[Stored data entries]
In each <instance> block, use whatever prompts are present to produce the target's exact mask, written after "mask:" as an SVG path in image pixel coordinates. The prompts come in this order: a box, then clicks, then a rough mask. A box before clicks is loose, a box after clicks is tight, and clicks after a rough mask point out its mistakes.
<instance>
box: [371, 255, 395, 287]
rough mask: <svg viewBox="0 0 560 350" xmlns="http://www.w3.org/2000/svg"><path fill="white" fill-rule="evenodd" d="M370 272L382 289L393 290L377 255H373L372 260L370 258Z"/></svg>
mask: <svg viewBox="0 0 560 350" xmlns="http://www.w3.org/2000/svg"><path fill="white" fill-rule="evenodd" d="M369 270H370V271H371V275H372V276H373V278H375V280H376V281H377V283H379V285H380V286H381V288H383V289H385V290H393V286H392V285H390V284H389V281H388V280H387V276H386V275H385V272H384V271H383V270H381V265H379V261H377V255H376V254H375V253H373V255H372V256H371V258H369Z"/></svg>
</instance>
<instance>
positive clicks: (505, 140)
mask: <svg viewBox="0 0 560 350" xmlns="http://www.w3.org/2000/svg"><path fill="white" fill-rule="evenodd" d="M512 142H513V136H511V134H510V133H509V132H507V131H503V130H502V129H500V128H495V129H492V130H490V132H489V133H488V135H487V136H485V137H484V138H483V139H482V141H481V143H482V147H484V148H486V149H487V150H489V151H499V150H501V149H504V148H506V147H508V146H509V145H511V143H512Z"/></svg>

__ASSIGNMENT__:
Print every line of the stored data entries above again, character for character and without any changes.

__EXERCISE RESPONSE__:
In each <instance> block, use whatever prompts are present to produce the target's exact mask, written after "mask:" as an SVG path in image pixel coordinates. The prompts come in this order: a box, then clicks, then a rough mask. A box before clicks is loose, a box after clicks is tight, and clicks after a rough mask point out its mistakes.
<instance>
box: [371, 255, 395, 287]
rough mask: <svg viewBox="0 0 560 350" xmlns="http://www.w3.org/2000/svg"><path fill="white" fill-rule="evenodd" d="M370 272L382 289L393 290L377 255H373L372 260L370 258Z"/></svg>
mask: <svg viewBox="0 0 560 350" xmlns="http://www.w3.org/2000/svg"><path fill="white" fill-rule="evenodd" d="M369 270H370V271H371V275H372V276H373V278H375V280H376V281H377V283H379V285H380V286H381V288H383V289H385V290H393V286H392V285H390V284H389V281H388V280H387V276H386V275H385V272H384V271H383V270H381V265H379V261H377V255H376V254H375V253H373V255H372V256H371V258H369Z"/></svg>
</instance>
<instance>
positive clicks: (505, 140)
mask: <svg viewBox="0 0 560 350" xmlns="http://www.w3.org/2000/svg"><path fill="white" fill-rule="evenodd" d="M512 142H513V136H511V134H510V133H509V132H507V131H503V130H502V129H500V128H495V129H492V130H490V132H489V133H488V135H487V136H485V137H484V138H483V139H482V141H481V143H482V147H484V148H486V149H487V150H489V151H499V150H501V149H504V148H506V147H508V146H509V145H511V143H512Z"/></svg>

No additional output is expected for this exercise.